**DIRECTIONS**
Copy every line that holds the string "instance" from the data below.

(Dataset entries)
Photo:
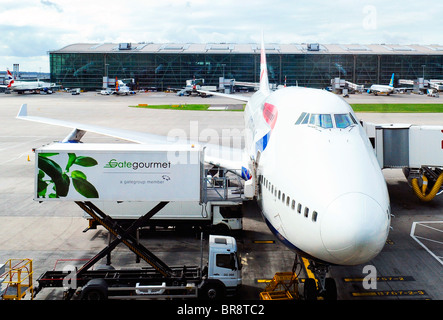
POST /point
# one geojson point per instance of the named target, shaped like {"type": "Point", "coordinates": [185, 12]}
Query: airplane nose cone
{"type": "Point", "coordinates": [354, 229]}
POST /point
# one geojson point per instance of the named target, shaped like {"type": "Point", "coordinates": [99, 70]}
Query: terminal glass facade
{"type": "Point", "coordinates": [171, 70]}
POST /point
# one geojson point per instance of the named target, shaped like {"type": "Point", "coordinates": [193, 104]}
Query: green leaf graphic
{"type": "Point", "coordinates": [85, 161]}
{"type": "Point", "coordinates": [85, 188]}
{"type": "Point", "coordinates": [78, 174]}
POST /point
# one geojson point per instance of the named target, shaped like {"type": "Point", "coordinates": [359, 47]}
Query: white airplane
{"type": "Point", "coordinates": [23, 86]}
{"type": "Point", "coordinates": [383, 89]}
{"type": "Point", "coordinates": [318, 183]}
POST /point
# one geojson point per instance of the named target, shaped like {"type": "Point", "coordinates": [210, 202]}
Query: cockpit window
{"type": "Point", "coordinates": [343, 120]}
{"type": "Point", "coordinates": [321, 120]}
{"type": "Point", "coordinates": [302, 116]}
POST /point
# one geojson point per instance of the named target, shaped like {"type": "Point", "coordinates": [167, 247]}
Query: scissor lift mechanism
{"type": "Point", "coordinates": [123, 279]}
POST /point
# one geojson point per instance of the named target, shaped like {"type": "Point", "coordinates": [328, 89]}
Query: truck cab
{"type": "Point", "coordinates": [224, 268]}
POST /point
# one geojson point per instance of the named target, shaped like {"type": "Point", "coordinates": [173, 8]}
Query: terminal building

**TASK SOLUTION**
# one geojson point per instance of the named target, shaped like {"type": "Point", "coordinates": [185, 12]}
# one geojson point per instance of the named target, shaped like {"type": "Point", "coordinates": [99, 70]}
# one geojson point per instance of the named target, shaped like {"type": "Point", "coordinates": [193, 104]}
# one geojson point per instance of the named target, shaped like {"type": "Point", "coordinates": [359, 47]}
# one geojson point per instance of the named target, shaped like {"type": "Point", "coordinates": [210, 202]}
# one geojson point per instance of the named target, shaped like {"type": "Point", "coordinates": [167, 247]}
# one geojson point per instance of the named target, shaped like {"type": "Point", "coordinates": [328, 89]}
# one geojson point per instance of the named target, shaped like {"type": "Point", "coordinates": [173, 8]}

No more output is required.